** Begin **

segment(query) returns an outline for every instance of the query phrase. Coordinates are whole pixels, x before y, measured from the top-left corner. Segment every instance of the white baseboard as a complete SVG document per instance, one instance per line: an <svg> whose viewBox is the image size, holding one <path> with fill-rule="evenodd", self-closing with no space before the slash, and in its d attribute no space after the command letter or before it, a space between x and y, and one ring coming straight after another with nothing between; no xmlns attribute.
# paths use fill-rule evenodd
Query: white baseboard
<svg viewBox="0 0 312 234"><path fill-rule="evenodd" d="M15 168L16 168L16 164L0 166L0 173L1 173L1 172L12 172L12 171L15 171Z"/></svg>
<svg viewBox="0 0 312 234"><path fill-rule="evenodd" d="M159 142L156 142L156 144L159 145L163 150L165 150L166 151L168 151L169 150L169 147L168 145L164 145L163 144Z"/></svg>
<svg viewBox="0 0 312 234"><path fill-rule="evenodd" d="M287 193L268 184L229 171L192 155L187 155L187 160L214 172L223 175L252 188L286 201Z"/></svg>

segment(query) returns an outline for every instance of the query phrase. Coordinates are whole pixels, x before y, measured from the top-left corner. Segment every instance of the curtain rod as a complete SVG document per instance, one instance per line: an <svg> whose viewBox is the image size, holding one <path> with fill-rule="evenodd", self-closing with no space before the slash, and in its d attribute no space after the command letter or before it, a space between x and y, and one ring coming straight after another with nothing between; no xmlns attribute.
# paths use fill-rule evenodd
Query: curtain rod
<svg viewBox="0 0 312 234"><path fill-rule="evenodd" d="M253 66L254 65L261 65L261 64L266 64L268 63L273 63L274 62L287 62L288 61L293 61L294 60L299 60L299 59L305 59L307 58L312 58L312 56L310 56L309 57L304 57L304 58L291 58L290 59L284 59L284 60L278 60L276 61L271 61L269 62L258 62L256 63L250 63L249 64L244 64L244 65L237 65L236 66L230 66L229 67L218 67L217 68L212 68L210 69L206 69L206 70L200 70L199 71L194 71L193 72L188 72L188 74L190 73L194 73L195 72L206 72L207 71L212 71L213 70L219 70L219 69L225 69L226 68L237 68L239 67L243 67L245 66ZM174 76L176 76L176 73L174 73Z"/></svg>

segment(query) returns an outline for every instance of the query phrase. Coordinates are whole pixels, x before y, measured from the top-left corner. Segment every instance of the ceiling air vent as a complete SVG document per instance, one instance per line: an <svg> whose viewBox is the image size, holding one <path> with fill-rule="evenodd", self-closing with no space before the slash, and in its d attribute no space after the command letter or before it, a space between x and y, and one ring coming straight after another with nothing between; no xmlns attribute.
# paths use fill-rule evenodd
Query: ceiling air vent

** End **

Reproduce the listing above, swapping "top-left corner" for "upper-left corner" at every occurrence and leaving everything else as it is.

- _RESULT FOR THIS EXERCISE_:
segment(query) returns an outline for every instance of the query phrase. Coordinates are whole pixels, x before y, measured from the upper-left corner. Segment every instance of the white baseboard as a complete SVG document per instance, one instance per line: an <svg> whose viewBox is the image size, holding one <path> with fill-rule="evenodd", self-closing with no space before the slash, and in its d attribute no space after the command letter or before it, a space between x and y, and one ring coming straight after another with nothing between; no xmlns attribute.
# paths use fill-rule evenodd
Query: white baseboard
<svg viewBox="0 0 312 234"><path fill-rule="evenodd" d="M15 168L16 168L16 164L0 166L0 173L1 173L1 172L12 172L12 171L15 171Z"/></svg>
<svg viewBox="0 0 312 234"><path fill-rule="evenodd" d="M159 142L156 142L156 144L159 145L163 150L165 150L166 151L168 151L169 150L169 147L168 145L164 145L163 144Z"/></svg>
<svg viewBox="0 0 312 234"><path fill-rule="evenodd" d="M287 193L268 184L229 171L192 155L187 155L187 160L214 172L223 175L252 188L286 201Z"/></svg>

segment(query) returns an outline for every instance of the query phrase. Coordinates are whole pixels, x before y, measured from the upper-left corner. Segment every instance of the curtain rod as a complete SVG document per instance, one instance per line: an <svg> whose viewBox is the image size, holding one <path> with fill-rule="evenodd", self-closing with no space before the slash, and in its d attribute no space after the command letter or before it, a space between x and y, and one ring coming straight after another with nothing between; no xmlns attribute.
# paths use fill-rule evenodd
Query: curtain rod
<svg viewBox="0 0 312 234"><path fill-rule="evenodd" d="M253 66L254 65L261 65L261 64L266 64L268 63L273 63L274 62L287 62L288 61L293 61L294 60L299 60L299 59L305 59L307 58L312 58L312 56L310 56L309 57L304 57L304 58L291 58L290 59L284 59L284 60L278 60L276 61L271 61L269 62L258 62L256 63L250 63L249 64L244 64L244 65L237 65L236 66L230 66L229 67L218 67L217 68L212 68L210 69L206 69L206 70L200 70L199 71L194 71L193 72L188 72L188 74L190 73L194 73L195 72L206 72L207 71L212 71L213 70L219 70L219 69L225 69L226 68L237 68L239 67L243 67L245 66ZM174 76L176 76L176 73L174 73Z"/></svg>

segment(query) returns an outline for every instance of the query phrase. Coordinates are whole pixels, x before y, measured from the upper-left corner. Segment every instance of the ceiling air vent as a complete SVG document per instance, one instance per line: an <svg> whose viewBox is the image size, holding one <path> with fill-rule="evenodd", self-closing with no space before the slash, and in its d attribute no space after the command letter or before it, a space between x and y, and one ring coming straight after another with nothing between; no xmlns attribute.
# paths use fill-rule evenodd
Query: ceiling air vent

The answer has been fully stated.